Problem statement: Repeat the listing in full, exactly as it stands.

Supplied information:
[START]
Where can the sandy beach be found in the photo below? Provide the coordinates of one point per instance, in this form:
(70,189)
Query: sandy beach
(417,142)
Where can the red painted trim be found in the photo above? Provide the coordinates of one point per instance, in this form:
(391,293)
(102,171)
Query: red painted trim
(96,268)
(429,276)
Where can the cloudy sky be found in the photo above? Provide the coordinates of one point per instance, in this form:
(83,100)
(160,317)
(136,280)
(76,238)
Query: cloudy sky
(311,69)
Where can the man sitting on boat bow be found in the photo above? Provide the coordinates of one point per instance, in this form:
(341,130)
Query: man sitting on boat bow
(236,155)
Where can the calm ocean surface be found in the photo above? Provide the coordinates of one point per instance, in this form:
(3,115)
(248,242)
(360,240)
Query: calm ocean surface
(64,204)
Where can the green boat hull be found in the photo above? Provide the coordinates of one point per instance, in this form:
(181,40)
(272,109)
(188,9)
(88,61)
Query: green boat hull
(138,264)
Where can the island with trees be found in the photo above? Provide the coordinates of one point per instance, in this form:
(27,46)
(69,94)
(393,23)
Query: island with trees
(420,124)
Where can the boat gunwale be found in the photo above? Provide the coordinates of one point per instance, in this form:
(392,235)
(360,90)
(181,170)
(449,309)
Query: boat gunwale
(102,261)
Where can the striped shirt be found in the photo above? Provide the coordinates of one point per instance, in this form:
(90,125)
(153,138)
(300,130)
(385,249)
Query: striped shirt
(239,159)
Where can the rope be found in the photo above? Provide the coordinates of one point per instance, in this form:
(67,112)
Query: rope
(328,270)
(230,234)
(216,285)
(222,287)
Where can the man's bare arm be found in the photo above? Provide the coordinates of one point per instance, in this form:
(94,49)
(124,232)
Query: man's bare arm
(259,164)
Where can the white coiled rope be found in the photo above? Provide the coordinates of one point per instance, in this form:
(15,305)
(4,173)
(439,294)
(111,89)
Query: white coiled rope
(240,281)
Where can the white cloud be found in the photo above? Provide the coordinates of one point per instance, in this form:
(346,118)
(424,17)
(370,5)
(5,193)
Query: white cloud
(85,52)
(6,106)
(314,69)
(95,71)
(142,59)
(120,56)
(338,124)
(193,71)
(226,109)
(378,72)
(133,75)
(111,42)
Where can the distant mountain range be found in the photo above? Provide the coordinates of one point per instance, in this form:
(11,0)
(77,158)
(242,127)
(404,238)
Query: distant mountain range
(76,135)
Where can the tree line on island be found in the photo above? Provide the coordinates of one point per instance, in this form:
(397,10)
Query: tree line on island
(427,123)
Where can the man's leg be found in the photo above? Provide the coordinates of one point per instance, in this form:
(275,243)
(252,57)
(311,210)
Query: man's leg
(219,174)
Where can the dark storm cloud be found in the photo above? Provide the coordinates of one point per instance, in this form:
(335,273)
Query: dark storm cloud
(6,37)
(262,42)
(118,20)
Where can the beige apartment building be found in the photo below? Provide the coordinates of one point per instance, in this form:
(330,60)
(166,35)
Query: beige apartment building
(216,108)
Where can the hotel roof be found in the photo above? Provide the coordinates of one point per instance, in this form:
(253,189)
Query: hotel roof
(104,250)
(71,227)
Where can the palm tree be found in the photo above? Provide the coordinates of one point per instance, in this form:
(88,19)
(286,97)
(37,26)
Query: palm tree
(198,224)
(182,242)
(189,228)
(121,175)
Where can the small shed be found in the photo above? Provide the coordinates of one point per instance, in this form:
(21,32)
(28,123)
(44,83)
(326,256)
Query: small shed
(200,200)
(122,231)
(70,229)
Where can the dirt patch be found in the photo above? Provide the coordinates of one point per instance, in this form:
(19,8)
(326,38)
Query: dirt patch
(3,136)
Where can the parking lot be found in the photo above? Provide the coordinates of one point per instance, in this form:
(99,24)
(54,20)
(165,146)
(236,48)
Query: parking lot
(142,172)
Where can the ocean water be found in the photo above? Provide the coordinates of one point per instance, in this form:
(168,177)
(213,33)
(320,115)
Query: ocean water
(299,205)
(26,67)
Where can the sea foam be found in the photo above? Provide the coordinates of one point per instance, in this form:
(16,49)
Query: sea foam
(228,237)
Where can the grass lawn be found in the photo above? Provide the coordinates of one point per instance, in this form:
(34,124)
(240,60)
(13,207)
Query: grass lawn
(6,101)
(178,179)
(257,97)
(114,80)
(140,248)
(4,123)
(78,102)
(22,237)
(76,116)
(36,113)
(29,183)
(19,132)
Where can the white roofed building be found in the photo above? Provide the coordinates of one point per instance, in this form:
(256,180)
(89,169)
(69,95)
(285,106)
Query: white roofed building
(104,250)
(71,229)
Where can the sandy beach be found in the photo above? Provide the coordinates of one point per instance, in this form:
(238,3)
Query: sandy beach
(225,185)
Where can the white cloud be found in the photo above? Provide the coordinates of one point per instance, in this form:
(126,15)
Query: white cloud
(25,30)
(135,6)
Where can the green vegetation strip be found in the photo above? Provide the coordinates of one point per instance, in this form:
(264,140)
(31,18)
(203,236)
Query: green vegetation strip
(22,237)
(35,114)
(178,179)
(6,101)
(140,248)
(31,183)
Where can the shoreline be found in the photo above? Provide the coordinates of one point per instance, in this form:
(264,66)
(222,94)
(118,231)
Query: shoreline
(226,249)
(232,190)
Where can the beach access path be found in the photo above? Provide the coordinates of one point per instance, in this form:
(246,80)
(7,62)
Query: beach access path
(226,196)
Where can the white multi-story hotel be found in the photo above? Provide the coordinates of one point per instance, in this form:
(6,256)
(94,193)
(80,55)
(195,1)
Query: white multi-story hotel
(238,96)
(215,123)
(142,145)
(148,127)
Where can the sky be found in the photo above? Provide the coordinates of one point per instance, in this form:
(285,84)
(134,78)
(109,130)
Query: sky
[END]
Solution to the exercise:
Where can the sandy beach be found in the photo below? Provide the coordinates of one point per instance, in this form:
(70,189)
Query: sandy beach
(417,142)
Where can the red painted trim be found in the photo above? Provide the coordinates of one point per instance, in this form:
(391,293)
(102,171)
Query: red painted trim
(96,268)
(429,276)
Where can the cloudy sky be found in the photo above? Provide the coordinates of one point per instance, in this form:
(83,100)
(160,317)
(136,280)
(76,238)
Query: cloudy sky
(311,69)
Where can the man sitting on boat bow be found in the photo above? Provide the coordinates of one point per instance, in this form:
(341,130)
Query: man sitting on boat bow
(236,155)
Where can the calm ocean surface be found in the photo above? Provide the coordinates of one point per instance, in this form:
(3,115)
(248,242)
(360,240)
Query: calm ocean surface
(64,204)
Where can the green boat hull be found in the photo above? Provide the coordinates of one point per instance, in this form:
(181,40)
(272,109)
(188,9)
(88,61)
Query: green boat hull
(138,264)
Where can the island with trees be found in the photo above? Provide the coordinates of one point per instance, in this form:
(27,46)
(69,94)
(393,23)
Query: island with trees
(420,124)
Where can the boat gunwale be found in the photo above? Provide the coordinates of one point per instance, in this form:
(392,235)
(360,90)
(181,170)
(449,309)
Query: boat gunwale
(102,261)
Where can the striped shirt be found in the photo above? Provide the coordinates of one point per instance, in this form:
(90,125)
(153,138)
(300,130)
(385,249)
Query: striped shirt
(239,159)
Where can the rope be found in the photo above? Provide the coordinates of one point per instance, in this form:
(67,112)
Query: rope
(328,270)
(230,234)
(216,285)
(222,287)
Where can the man's bare arm be found in the photo above? Provide the coordinates of one point per instance, in this form:
(94,49)
(124,232)
Query: man's bare arm
(259,164)
Where can the white coiled rope be found in the photo above? Provide the coordinates of one point per instance, in this form:
(15,305)
(4,173)
(439,294)
(111,89)
Query: white coiled rope
(240,281)
Where can the white cloud be found in the photo above? Provide the coordinates of one point per instance, in this form:
(346,118)
(424,17)
(370,5)
(5,193)
Query: white cloud
(85,52)
(6,106)
(314,69)
(95,71)
(142,59)
(120,56)
(338,124)
(193,71)
(226,109)
(378,72)
(133,75)
(111,42)
Where can the distant mountain range be found in the photo above? Provide the coordinates of one point per instance, in this form:
(11,0)
(77,158)
(242,127)
(404,238)
Query: distant mountain range
(76,135)
Where can the tree line on island be found in the photo above? Provide the coordinates of one point per instance, in this form:
(397,10)
Query: tree line on island
(427,123)
Where can the man's leg be found in the photo above? Provide the coordinates of one point per instance, in this form:
(275,243)
(252,57)
(311,210)
Query: man's leg
(219,174)
Where can the dark storm cloud be found in the photo above? Provide the coordinates of one point per instance, in this form:
(335,273)
Query: dark storm cloud
(6,37)
(262,42)
(118,20)
Where can the beige apartment building be found in the photo below? Provide the coordinates of one point per instance, in this form:
(330,60)
(166,35)
Query: beige apartment building
(216,108)
Where can the hotel roof be found in the photo above? Provide the coordinates of one point per instance, in this form:
(253,189)
Query: hotel roof
(104,250)
(71,227)
Where can the palm tree be found in the photo above? Provide the coordinates of one point per instance, in this form:
(88,19)
(286,97)
(37,26)
Query: palm tree
(198,224)
(182,242)
(189,228)
(121,175)
Where can the small shed be found in the photo above? Provide the coordinates of one point per instance, in this form:
(21,32)
(28,123)
(44,83)
(326,256)
Query: small shed
(200,200)
(122,231)
(70,229)
Where can the dirt patch be found in the photo above? Provide the coordinates of one point per instance, in this form:
(19,8)
(326,38)
Query: dirt patch
(3,136)
Where can the parking lot be found in the photo above? Provide the coordinates of one point per instance, in this form:
(99,24)
(54,20)
(165,146)
(236,48)
Query: parking lot
(142,172)
Where can the ocean water be found in the photo above? Provide the coordinates of one point per instance, in this form:
(168,177)
(213,33)
(320,115)
Query: ocean water
(299,205)
(26,67)
Where can the sea foam be found in the photo above? Provide the coordinates of one point per instance, in this form:
(16,49)
Query: sea foam
(228,237)
Where can the grass lawn be found in the photo above? Provide the coordinates of one point per instance, in this form:
(34,124)
(240,60)
(13,207)
Query: grass lawn
(6,101)
(178,179)
(257,97)
(114,80)
(140,248)
(4,123)
(78,102)
(22,237)
(76,116)
(36,113)
(29,183)
(19,132)
Where can the white roofed building be found in the photo above? Provide the coordinates of one point per instance, in this form:
(256,180)
(89,169)
(69,95)
(285,106)
Query: white roofed building
(104,250)
(71,229)
Where can the sandy beach be found in the photo above? Provide the coordinates of one point per instance, in this form:
(238,3)
Query: sandy beach
(225,185)
Where can the white cloud be found in the photo above? Provide the coordinates of one point per instance, in this form:
(126,15)
Query: white cloud
(25,30)
(135,6)
Where can the green vegetation strip be found in the photo above? Provide the coordinates of one point per instance, in this form:
(264,140)
(31,18)
(203,236)
Query: green vegetation strip
(22,237)
(35,114)
(178,179)
(6,101)
(140,248)
(31,183)
Where can the shoreline be found in the photo above? Provide the coordinates of one point per instance, in this form:
(264,66)
(222,94)
(118,231)
Query: shoreline
(226,249)
(232,190)
Where can the beach access path be found in the photo above? Provide the coordinates of one point per instance, in this form:
(246,80)
(7,62)
Query: beach access path
(226,196)
Where can the white multi-story hotel be found in the photo above? Provide the coordinates of one point per instance, in this form:
(6,256)
(94,193)
(80,55)
(195,1)
Query: white multi-story hotel
(238,96)
(215,123)
(142,145)
(148,127)
Where can the sky be found in the photo above? Provide the coordinates of one point per instance, in this form:
(285,84)
(134,78)
(109,130)
Query: sky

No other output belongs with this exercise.